GIVEN REQUEST -
Multiply each point coordinate in the answers below by 0.85 and round to the nearest whole number, with halves rounded up. Repeat every line of the items, requests included, with the scaled coordinates in place, and omit the pictures.

DATA ROWS -
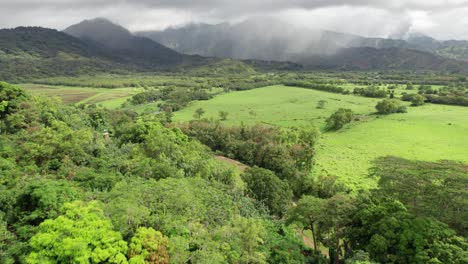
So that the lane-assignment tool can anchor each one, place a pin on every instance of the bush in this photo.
(264, 186)
(390, 106)
(372, 91)
(340, 118)
(417, 100)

SOLUTION FOR THIS EXERCISE -
So that the lane-assignment tool can anchor each one, place a pin on every instance of the bush in this photo.
(224, 158)
(332, 90)
(316, 77)
(289, 100)
(354, 85)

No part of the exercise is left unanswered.